▶ _What is being asked_
Nothing but the lines from the start of the records below through the line that has "Could you provide the mask of every instance of the <item>gray" should appear, each exactly as given.

(Segmentation mask data)
++++++++
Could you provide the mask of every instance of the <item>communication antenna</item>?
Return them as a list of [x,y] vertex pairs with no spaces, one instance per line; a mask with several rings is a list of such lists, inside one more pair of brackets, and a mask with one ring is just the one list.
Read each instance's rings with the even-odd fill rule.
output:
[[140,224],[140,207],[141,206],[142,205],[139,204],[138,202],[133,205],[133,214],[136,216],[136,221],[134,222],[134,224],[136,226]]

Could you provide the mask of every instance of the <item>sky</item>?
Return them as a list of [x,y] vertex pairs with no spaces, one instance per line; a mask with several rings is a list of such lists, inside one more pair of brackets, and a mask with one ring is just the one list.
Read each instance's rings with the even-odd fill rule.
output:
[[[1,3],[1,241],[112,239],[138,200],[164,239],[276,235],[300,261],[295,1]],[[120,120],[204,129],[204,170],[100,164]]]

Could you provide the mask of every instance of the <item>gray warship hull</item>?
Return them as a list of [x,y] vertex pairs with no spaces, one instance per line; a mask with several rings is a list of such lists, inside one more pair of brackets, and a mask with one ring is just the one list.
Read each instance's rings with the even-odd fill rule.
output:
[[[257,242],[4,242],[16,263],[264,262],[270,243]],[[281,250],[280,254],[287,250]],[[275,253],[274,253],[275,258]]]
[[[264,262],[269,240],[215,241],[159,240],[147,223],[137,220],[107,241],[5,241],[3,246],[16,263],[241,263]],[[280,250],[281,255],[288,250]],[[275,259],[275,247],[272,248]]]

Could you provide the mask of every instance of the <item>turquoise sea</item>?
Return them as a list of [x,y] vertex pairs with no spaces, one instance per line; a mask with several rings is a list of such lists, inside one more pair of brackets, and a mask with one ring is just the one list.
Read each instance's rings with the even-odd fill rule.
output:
++++++++
▶ _Response to the exercise_
Could you provide the mask of every instance of the <item>communication antenna</item>?
Return them as a list of [x,y] vertex pairs with no spaces, one instance per line; a mask with several rings is a list of such lists, inside one more pair of brackets, and a mask with one ring is just the one list.
Read each instance's rings with the even-odd fill rule.
output:
[[140,224],[140,207],[141,206],[142,205],[139,204],[138,202],[133,205],[133,214],[136,216],[136,221],[134,222],[134,224],[136,226]]

Could you provide the mask of every instance of the <item>sky</item>?
Return them as a list of [x,y] vertex pairs with no spaces, one instance per line; a mask with several rings is a list of such lists, inside one more pair of brackets, and a mask with one ring is just the one list.
Read each instance's rings with the even-odd fill rule.
output:
[[[1,3],[1,241],[112,239],[138,200],[164,239],[276,235],[300,261],[295,1]],[[120,120],[204,129],[204,170],[100,164]]]

Could you provide the mask of every instance of the <item>gray warship hull</item>?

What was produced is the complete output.